=== Vorliegender Textauszug ===
Er selbst habe einmal mehr durch Zufall eine der umstrittenen Übungen besucht. Er habe dort "muntere, ausgelassen Soldaten" gefunden, berichtete der Hauptmann.

Die beiden Zugführer und Initiatoren der umstrittenen Geiselnahme-Übungen, Martin D. und Michael H., erklärte zu Prozessbeginn, nichts von Stromstößen gegen die Rekruten mitbekommen zu haben. Die in der Ausbildungsordnung nicht vorgesehenen Übungen hätten sich an ihrer eigenen Ausbildung für Einsätze in Afghanistan und auf dem Balkan orientiert, betonten die beiden Angeklagten.

Der Kompaniechef und 17 Ausbilder eines in Coesfeld stationierten Instandsetzungsbataillons müssen sich wegen des Vorwurfs verantworten, im Sommer 2004 insgesamt 163 Rekruten bei fingierten Geiselnahmen mit Stromstößen gequält, getreten und gedemütigt zu haben. Bei einer Verurteilung drohen den Angeklagten bis zu zehn Jahre Haft.

Einer der Ausbilder, durchweg Unteroffiziere, rechtfertigte die fingierte Geiselnahme mit den Worten: "Wir waren bemüht neuere, realistischere Übungslagen zu schaffen". Während seiner eigenen Ausbildung habe er ähnliche Trainingseinheiten als sinnvolle Ausbildung für mögliche Schwierigkeiten im Auslandseinsatz erlebt. Der 33-Jährige beteuerte, auch die Rekruten hätten sich im Nachhinein euphorisch geäußert.
=== Informationen ===
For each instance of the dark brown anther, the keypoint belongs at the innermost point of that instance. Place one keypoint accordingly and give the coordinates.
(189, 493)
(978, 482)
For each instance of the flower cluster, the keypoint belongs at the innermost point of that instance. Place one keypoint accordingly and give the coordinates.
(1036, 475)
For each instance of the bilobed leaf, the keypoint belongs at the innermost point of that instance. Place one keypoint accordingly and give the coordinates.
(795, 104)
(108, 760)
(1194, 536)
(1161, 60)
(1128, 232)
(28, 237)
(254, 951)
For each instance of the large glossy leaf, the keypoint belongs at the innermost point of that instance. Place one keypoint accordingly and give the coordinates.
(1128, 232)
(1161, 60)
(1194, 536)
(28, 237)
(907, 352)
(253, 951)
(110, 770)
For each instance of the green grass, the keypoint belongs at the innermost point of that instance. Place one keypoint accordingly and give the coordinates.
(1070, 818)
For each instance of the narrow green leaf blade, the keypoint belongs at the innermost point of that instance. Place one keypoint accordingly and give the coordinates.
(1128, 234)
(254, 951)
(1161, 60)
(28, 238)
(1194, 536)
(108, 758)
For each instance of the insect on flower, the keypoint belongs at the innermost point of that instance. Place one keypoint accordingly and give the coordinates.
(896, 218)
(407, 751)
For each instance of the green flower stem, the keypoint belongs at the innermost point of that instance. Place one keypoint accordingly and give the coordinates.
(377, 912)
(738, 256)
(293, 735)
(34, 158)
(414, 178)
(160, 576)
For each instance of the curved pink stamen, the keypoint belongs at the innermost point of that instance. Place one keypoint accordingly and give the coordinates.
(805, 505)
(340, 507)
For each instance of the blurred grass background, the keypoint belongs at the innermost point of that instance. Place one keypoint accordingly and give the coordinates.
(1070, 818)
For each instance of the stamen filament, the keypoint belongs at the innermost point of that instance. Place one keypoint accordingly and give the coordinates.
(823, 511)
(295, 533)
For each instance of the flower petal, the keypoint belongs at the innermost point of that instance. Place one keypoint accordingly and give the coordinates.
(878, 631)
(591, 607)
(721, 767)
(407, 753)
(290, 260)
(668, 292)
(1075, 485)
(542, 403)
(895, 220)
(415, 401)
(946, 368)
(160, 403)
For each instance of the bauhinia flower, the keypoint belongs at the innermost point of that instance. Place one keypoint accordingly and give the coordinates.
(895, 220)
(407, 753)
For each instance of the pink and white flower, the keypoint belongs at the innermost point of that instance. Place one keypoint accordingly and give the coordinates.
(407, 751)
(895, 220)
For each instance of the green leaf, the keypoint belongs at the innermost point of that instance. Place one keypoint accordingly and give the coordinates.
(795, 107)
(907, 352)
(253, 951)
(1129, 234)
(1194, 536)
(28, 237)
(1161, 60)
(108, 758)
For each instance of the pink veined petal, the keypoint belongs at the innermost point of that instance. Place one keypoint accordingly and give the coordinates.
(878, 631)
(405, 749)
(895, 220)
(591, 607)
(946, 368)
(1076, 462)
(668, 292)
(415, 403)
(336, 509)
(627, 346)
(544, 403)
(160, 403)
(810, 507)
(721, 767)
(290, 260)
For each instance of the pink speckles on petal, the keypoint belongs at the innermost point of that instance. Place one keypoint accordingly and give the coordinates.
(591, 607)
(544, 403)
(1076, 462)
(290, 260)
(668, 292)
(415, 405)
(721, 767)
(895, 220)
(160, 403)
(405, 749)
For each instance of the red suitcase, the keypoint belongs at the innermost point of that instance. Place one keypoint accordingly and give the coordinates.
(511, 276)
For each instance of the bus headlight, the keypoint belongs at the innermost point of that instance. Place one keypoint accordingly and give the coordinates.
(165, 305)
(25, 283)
===
**Fragen zum Material:**
(1) Wie vielen Rekruten sollen die Angeklagten laut dem Textauszug im Sommer 2004 Leid zugefügt haben?
(2) Stimmen die folgenden Aussagen mit dem Textauszug überein? Antworten Sie jeweils mit Ja oder Nein und belegen Sie das mit den entscheidenden Worten aus dem Textauszug: (a) Die Ausbilder waren alle Unteroffiziere. (b) Das Instandsetzungsbataillon war in Afghanistan stationiert. (c) Bei einer Verurteilung drohen den Angeklagten bis zu fünf Jahre Haft.
Die Daten stehen in keinem Zusammenhang mit dem Textauszug.

**Antworten je Aufgabe:**
(1) Insgesamt 163 Rekruten.

(2)
(a) Ja: „durchweg Unteroffiziere“
(b) Nein: „eines in Coesfeld stationierten Instandsetzungsbataillons“
(c) Nein: „bis zu zehn Jahre Haft“